*** Selected excerpt Section Begins ***

Young teens ages 12 to 15 could begin receiving vaccinations against COVID-19 as early as tomorrow (Thursday), or early next week.

The U.S. Food and Drug Administration gave emergency use authorization to administer the Pfizer/ BioNTech vaccine to the younger age group on Monday, and a Centers for Disease Control advisory committee was expected to give its OK by today.

During a news conference, FDA Doctor Peter Marx, director of the FDA’s Center for Biologic Evaluation and Research, said Pfizer/BioNTech conducted a randomized study of 2,000 teens ages 12 to 15, with 1,005 receiving the vaccine and the remainder received a placebo. None of the 1,005 who received the vaccine contracted COVID-19, while 17 of the other group caught the virus. Side effects were no different from those in adults, Marx said.

The results show the vaccine is 100 percent effective, even higher than the 95-percent efficacy among adults. In comparison, the flu vaccine has an efficacy of about 45 percent.

The FDA will announce the criteria it will use in considering authorization of the vaccine for children under 12 on June 10.

In Letcher County, the Pfizer vaccine has been going to Whitesburg Appalachian Regional Hospital, since ARH has the deep freeze capabilities necessary to store the vaccine in Hazard. It can stay in a regular pharmaceutical refrigerator for up to 14 days, but when it is thawed, diluted and refrigerated, it must be used within five days. It is good for just six hours at room temperature.

*** Selected excerpt Section Ends ***
*** Exercise data Section Begins ***

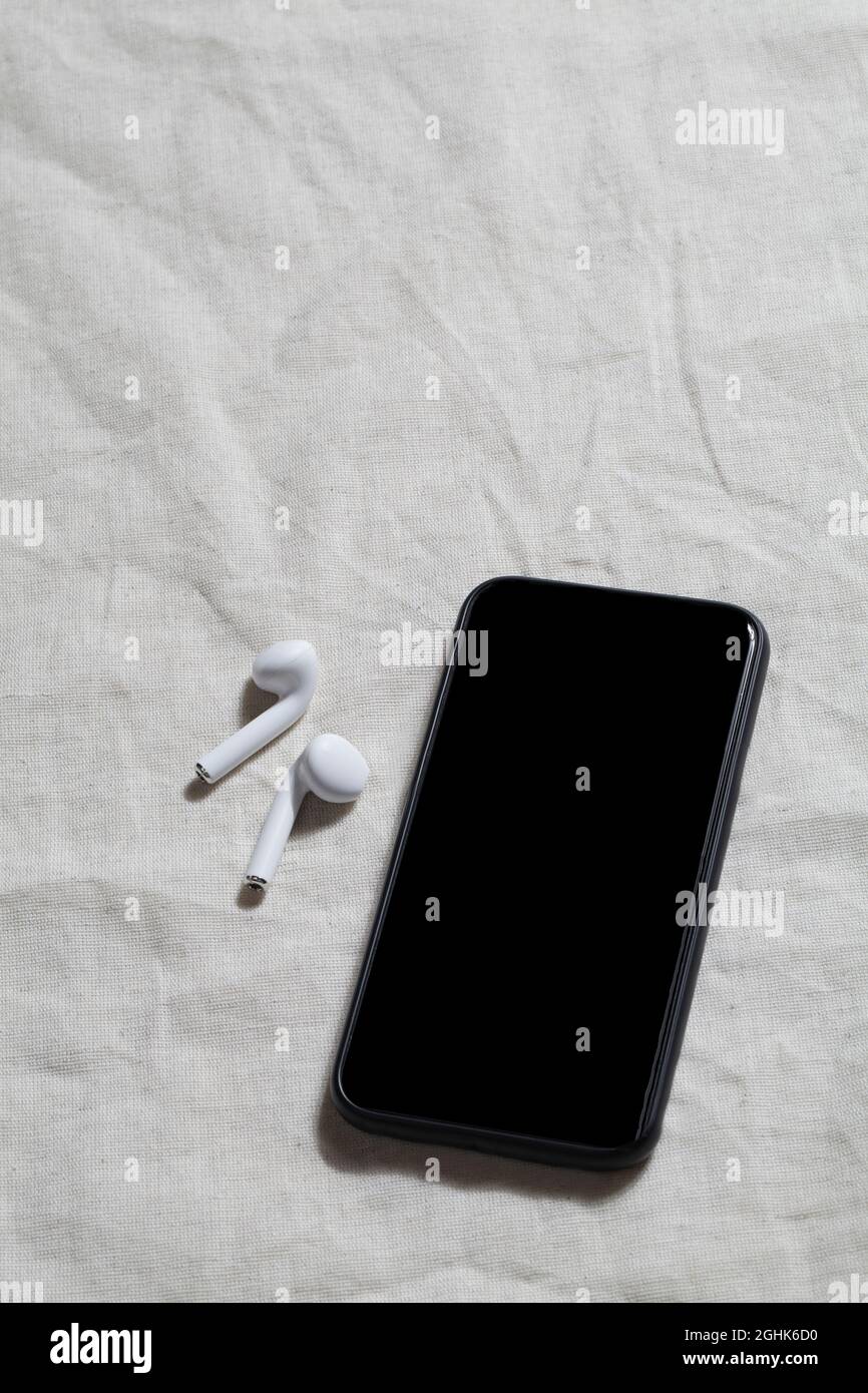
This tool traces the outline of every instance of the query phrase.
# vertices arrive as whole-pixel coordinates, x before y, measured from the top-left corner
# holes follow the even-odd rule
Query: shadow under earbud
[[[298,837],[311,837],[313,833],[322,832],[323,827],[333,827],[336,822],[352,811],[352,805],[354,802],[326,802],[323,798],[308,794],[293,825],[287,848],[283,853],[284,857],[290,854],[293,841],[297,841]]]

*** Exercise data Section Ends ***

_Exercise tasks_
1. Answer these from the article on teen COVID-19 vaccinations:
(a) How many of the teens in the Pfizer/BioNTech study received the vaccine?
(b) On what date will the FDA announce its criteria for children under 12?
(c) How long is the vaccine good for at room temperature?
2. Carry on the article on teen COVID-19 vaccinations from its last sentence.

_Responses by task_
1.
(a) 1,005
(b) June 10
(c) Six hours

2.
“I think as soon as they issue the actual EUA (emergency use authorization), we can start getting people on the schedule,” said Dena Sparkman, Community Chief Executive Officer for the Whitesburg hospital. “To be on the safe side, people can call now to get on the schedule for next week.”

Anyone who wants to do that can call 606-633-3525 or sign up on the ARH web site. Sparkman said ARH has also worked well with Mountain Comprehensive Health Corporation and local pharmacies and expects to continue that.

Mike Caudill, CEO of MCHC, said his organization does not currently have an independent supplier of Pfizer vaccine.

“One of the problems is the extreme storage temperatures that are required,” he said. “Having said that, we will reevaluate our position, but will most likely collaborate with someone like ARH, which we have done in the past to give our Pfizer vaccines.”

Letcher County School Superintendent Denise Yont said she has already been in discussions with MCHC about possibly having a mass vaccination day for students as it had for teachers and staff in the spring. Then the district partnered with Jenkins Independent Schools, and both districts vaccinated their faculty members and staff at the same time.

The schools did a survey of students 16 and over and found only 27 were interested in getting the vaccine, and Yonts said the district will probably do the same with parents of younger children. If there is enough interest, she might try to schedule a day this summer.